● **Selected passage**:
## Start

Page MenuHomePhabricator

Failures of merging text layer into djvu file ("Failed to get specified page")
Open, Needs TriagePublic

Description

Browsing into log of the first "possibly failed" IA Upload output (030PoloIlMilioneSi203) , you can see:

  1. the image layer of djvu is good and it can be downloaded;
  2. the djvu has no text layer;
  3. the last log output says: [2017-12-05 23:09:27] LOG.CRITICAL: Command "djvuxmlparser "/mnt/nfs/labstore-secondary-tools-project/ia-upload/ia-upload/jobqueue/030PoloIlMilioneSi203/030_Polo_Il_milione_si203_djvu.xml_new.xml" 2>&1" exited with code 1: * [1-16201] Failed to get specified page. * (XMLParser.cpp:581) *** 'DJVU::GP<DJVU::DjVuFile> DJVU::lt_XMLParser::Impl::get_file(const DJVU::GURL&, DJVU::GUTF8String)' [] []

I see from log messages that individual djvu generated images have a name different from original jp2 images:
030_Polo_Il_milione_si203_0305.jp2 -> 030PoloIlMilioneSi203_p307.jpg -> 030PoloIlMilioneSi203_p307.djvu

The same log message is shown too into cases where there's no underscore into original name of jpg images, the only difference being the postfix of image of file names:

item BarriliDallarupe: BarriliDallarupe_0002.jp2 -> BarriliDallarupe_p4.jpg -> BarriliDallarupe_p4.djvu

I suspect that the problem could be, that djvu xml parser can't find name pages it expects; this would explain the log message Failed to get specified page.

Anyway, it.source can use a python script to merge _djvu.xml text into djvu coming from these failures: https://it.wikisource.org/wiki/Progetto:Bot/Programmi_in_Python_per_i_bot/xml2dsed.py (it's rough but running).

Event Timeline

Samwilson renamed this task from IA Upload: failures of merging text layer into djvu file to Failures of merging text layer into djvu file ("Failed to get specified page").Dec 21 2017, 6:51 AM

Most of the recent failures are due this very same bug. See the log for any upload failure with a link for DJVU download.

I moved from plain use of _djvu.xml to the more complex _djvu.xml -> dsed conversion since dsed manipulation is really much more simple - the unique hard step being coordinate conversion. As soon as you get dsed format of OCR layer, you can use djvused routine, that is much faster and "elastic". I found too that some IA _djvu.xml are somehow bugged from origin, but that is possible to fix these bugs. I think that IA uses _djvu.xml just to get text coordinates needed to words search and highlight routine in its viewer, so that IA isn't so much interested into usability of _djvu.xml file to build a text layer into a djvu file.

## End

● **Prompt A**: Can you recast the records from the line with "Query: cat's ear" up to and including the line with "Query: upholstered sofa" as a JSON list of strings, one string per line, with blank lines left out?

● **Supplied material**:
## Start

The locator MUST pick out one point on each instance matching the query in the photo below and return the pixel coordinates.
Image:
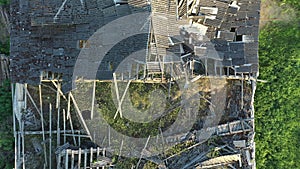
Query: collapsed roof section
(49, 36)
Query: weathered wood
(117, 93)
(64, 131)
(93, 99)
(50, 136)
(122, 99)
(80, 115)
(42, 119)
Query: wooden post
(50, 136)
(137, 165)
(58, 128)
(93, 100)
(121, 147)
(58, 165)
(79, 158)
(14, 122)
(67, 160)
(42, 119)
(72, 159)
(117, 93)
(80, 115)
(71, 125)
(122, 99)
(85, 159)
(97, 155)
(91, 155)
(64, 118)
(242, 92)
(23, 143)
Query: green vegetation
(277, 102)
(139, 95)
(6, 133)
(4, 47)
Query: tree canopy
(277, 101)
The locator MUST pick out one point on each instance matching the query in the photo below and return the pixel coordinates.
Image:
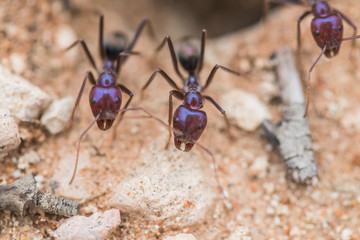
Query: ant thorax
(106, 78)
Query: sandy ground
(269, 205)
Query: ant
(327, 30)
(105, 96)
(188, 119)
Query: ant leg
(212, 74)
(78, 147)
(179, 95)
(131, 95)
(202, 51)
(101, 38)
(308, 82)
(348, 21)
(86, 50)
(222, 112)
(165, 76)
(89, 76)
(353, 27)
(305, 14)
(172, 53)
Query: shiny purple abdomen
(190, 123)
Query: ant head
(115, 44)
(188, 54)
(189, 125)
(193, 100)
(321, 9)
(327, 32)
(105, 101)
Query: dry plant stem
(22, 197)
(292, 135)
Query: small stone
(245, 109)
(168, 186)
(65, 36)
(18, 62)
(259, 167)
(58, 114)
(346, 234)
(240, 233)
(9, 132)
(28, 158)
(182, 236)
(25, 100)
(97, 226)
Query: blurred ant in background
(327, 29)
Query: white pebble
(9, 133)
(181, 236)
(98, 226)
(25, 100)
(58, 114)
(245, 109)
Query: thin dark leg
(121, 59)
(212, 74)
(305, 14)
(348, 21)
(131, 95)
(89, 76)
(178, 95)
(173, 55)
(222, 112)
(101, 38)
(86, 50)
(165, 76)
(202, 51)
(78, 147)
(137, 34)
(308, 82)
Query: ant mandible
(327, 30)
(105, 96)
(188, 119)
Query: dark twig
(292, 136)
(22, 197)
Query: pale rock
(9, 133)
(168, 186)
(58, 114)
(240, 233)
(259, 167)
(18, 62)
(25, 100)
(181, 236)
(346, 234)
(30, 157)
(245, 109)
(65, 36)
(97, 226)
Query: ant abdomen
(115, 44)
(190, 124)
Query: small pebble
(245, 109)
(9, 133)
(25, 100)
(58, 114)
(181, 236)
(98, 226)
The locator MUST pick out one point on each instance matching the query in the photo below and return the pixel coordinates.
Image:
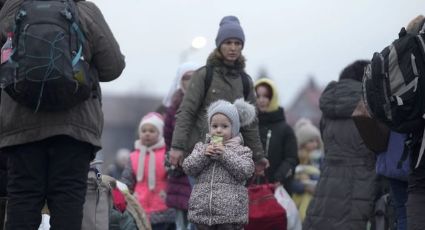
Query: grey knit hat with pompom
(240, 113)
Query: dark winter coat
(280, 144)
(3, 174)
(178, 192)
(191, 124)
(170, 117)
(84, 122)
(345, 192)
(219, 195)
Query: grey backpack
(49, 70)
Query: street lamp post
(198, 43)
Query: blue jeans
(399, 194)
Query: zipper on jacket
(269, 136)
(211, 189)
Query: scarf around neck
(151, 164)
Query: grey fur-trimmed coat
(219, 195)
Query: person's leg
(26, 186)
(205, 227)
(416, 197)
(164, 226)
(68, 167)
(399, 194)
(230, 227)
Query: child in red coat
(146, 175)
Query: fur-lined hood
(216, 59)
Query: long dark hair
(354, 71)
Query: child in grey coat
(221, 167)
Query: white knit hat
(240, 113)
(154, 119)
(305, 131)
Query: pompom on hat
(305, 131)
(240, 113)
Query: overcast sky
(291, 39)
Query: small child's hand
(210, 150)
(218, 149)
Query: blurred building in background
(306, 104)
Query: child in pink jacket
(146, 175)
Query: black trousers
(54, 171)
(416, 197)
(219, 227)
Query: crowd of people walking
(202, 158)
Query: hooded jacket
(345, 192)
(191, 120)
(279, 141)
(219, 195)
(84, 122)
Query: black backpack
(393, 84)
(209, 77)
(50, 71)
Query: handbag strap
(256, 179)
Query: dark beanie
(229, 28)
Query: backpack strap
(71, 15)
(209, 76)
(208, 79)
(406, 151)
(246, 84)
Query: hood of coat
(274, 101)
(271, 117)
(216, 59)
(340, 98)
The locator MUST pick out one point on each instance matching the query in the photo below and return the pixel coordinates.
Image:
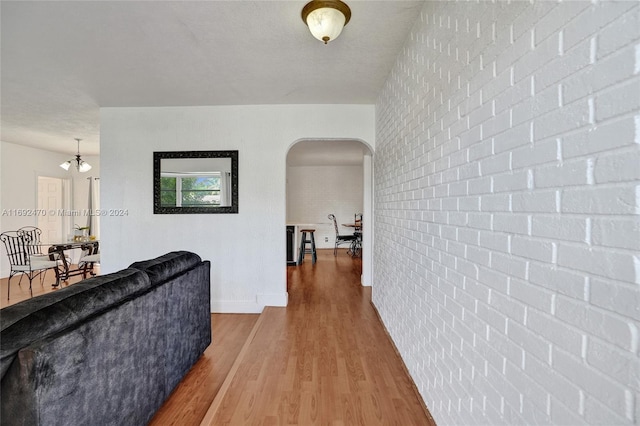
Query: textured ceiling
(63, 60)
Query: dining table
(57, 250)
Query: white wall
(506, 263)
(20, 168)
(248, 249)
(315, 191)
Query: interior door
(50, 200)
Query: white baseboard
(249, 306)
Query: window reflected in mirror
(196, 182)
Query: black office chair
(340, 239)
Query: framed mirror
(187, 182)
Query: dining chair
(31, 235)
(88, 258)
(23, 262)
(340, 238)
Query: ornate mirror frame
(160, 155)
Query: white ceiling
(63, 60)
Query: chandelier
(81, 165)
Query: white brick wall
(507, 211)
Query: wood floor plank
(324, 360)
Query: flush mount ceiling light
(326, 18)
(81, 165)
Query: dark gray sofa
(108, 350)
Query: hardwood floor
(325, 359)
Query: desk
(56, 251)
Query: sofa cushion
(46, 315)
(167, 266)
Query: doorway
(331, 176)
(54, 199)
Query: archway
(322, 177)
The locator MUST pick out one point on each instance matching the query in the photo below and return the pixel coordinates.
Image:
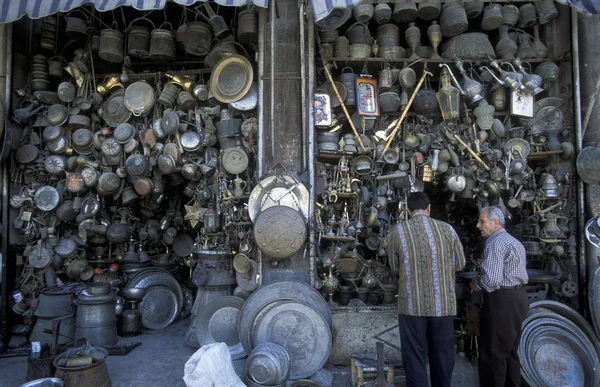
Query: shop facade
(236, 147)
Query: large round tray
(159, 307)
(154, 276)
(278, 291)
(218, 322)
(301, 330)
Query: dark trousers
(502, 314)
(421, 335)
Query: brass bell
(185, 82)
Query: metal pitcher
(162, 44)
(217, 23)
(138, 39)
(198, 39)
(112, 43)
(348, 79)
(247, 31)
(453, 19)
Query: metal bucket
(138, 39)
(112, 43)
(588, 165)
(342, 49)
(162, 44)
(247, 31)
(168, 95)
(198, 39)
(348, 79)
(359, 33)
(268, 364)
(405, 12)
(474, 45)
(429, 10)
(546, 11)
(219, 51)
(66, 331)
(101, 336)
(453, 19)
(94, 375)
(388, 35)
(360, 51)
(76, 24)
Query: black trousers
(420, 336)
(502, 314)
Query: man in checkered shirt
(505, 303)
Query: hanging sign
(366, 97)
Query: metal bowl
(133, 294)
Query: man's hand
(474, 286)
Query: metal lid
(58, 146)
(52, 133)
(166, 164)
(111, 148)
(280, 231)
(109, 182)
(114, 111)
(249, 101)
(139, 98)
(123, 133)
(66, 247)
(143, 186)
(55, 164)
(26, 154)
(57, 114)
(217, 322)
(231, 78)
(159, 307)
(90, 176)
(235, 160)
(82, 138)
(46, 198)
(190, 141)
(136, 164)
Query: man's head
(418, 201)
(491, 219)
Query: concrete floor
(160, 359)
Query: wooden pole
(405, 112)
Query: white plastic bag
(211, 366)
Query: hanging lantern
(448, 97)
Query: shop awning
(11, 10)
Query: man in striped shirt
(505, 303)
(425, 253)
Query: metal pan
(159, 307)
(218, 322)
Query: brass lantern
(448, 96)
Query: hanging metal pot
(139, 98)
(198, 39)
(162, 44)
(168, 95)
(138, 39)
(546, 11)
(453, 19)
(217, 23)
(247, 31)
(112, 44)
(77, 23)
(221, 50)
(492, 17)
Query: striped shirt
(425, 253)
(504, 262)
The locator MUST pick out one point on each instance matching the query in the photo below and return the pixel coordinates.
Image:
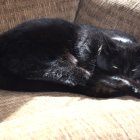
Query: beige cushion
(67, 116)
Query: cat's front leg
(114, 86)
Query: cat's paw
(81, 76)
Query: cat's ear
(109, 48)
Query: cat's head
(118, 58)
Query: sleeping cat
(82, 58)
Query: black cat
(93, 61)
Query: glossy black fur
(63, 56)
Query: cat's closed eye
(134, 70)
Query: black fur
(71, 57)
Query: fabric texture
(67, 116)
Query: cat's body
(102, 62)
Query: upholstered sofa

## End
## Start

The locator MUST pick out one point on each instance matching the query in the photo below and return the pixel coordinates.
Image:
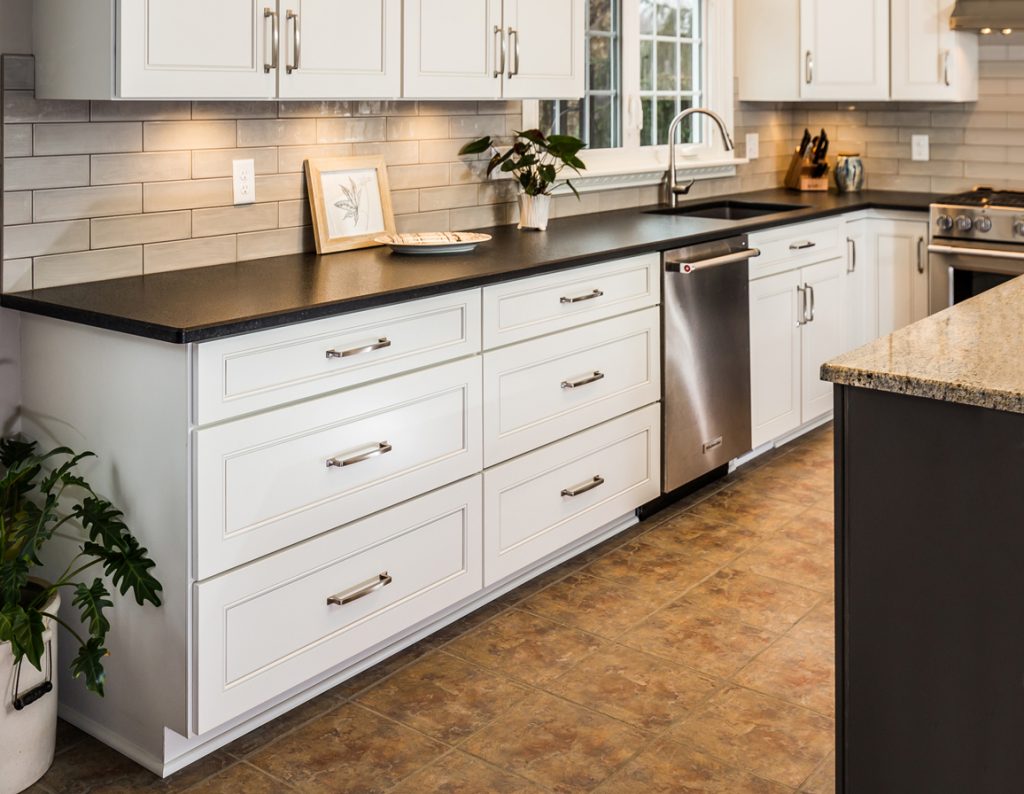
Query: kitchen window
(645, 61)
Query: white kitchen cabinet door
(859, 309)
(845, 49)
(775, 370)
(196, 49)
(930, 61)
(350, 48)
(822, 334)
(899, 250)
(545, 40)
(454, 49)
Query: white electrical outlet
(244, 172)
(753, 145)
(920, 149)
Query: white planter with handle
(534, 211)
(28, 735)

## End

● **Prompt B**: In the djvu text layer report, how does the passage from "item BarriliDallarupe: BarriliDallarupe_0002.jp2" up to and including "message Failed to get specified page." read once "suspect" is replaced with "believe"?

● **Complete answer A**:
[
  "Query: cat's ear",
  "(109, 48)",
  "Query: cat's head",
  "(118, 58)",
  "Query: sleeping cat",
  "(82, 58)",
  "Query: black cat",
  "(93, 61)",
  "Query: glossy black fur",
  "(63, 56)",
  "Query: cat's closed eye",
  "(134, 70)",
  "Query: black fur",
  "(71, 57)",
  "Query: fabric texture",
  "(67, 116)",
  "Query: cat's body",
  "(102, 62)",
  "Query: upholstered sofa"
]

● **Complete answer B**:
item BarriliDallarupe: BarriliDallarupe_0002.jp2 -> BarriliDallarupe_p4.jpg -> BarriliDallarupe_p4.djvu

I believe that the problem could be, that djvu xml parser can't find name pages it expects; this would explain the log message Failed to get specified page.